# Your task:
Look below for the line holding "Every instance of the truck" and the line holding "Query: truck tire". Transcribe exactly those lines and all lines between them, nothing more.

# Data shown:
----

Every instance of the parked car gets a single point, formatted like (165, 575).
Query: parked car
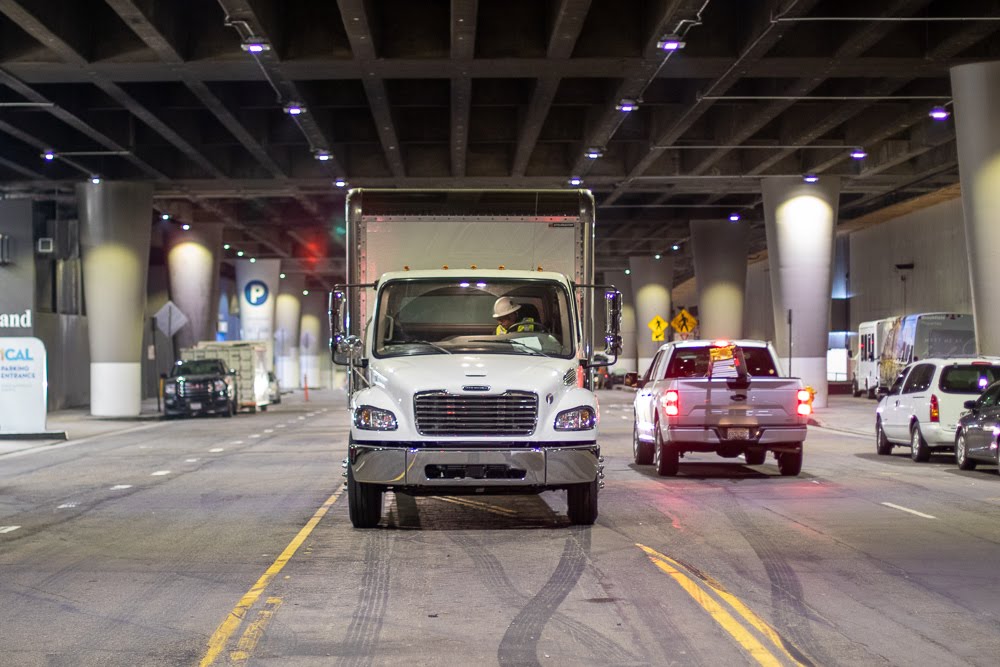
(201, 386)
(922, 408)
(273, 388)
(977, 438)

----

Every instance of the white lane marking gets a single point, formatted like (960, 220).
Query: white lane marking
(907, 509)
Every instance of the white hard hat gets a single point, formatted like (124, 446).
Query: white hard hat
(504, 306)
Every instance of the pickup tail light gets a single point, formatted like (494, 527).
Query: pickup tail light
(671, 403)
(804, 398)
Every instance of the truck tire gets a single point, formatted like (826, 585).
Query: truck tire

----

# Output:
Every instance of the truck tire gets a single point, formatted like (826, 585).
Query: truck tire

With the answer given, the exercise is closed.